To DITA or not to DITA: That’s a Good Question – Part 1

Well, that is one question to ask, certainly. There has been a lot of discussion during the past week on the Content Strategy Google group about the last post (DITA: Not Just for Technical Content), which leads to the question: how do you know when DITA (Darwin Information Typing Architecture) is the right standard for the job? With thanks to Noz, Rick, Mark, and Karen, who all asked provocative questions and/or made provocative declarations that led to this topic, a big thank you.

Examining this issue is sure to be of a length that will span two posts. The first aspect is about content authoring processes, and the second aspect is about production points for content manipulation, and how to decide when DITA is the right fit.

How authors work vs how systems publish

In a Web CMS, authoring and publishing is done in a single system. There is a tight relationship between authoring and publishing, that is a variation on the following theme:

Web workflow

In the minds of many, the stage where “associated content” (sometimes called components or related articles or something similar) is added, these are seen as content re-use. It is content re-use, in the Web world. Karen McGrane’s example was articles on Paleo diets. You may have several trending articles about Paleo, and you want to associate existing articles as “related articles”, or you may want to pull together a selection of articles into an ebook. (We’ll get to that scenario a little later.)

EXERCISES TO COMPLETE
1. Revise the DITA post from "To DITA or not" up to and including "the right fit.", putting "thought-provoking" wherever "provocative" appears.
2. In the DITA post, where did the past week's discussion about the last post take place?

RAW DATA
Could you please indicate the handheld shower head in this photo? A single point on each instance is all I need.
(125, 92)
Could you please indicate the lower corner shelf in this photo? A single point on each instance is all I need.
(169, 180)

ANSWERS BY TASK
1.
To DITA or not to DITA: That’s a Good Question – Part 1

Well, that is one question to ask, certainly. There has been a lot of discussion during the past week on the Content Strategy Google group about the last post (DITA: Not Just for Technical Content), which leads to the question: how do you know when DITA (Darwin Information Typing Architecture) is the right standard for the job? With thanks to Noz, Rick, Mark, and Karen, who all asked thought-provoking questions and/or made thought-provoking declarations that led to this topic, a big thank you.

Examining this issue is sure to be of a length that will span two posts. The first aspect is about content authoring processes, and the second aspect is about production points for content manipulation, and how to decide when DITA is the right fit.

2. On the Content Strategy Google group.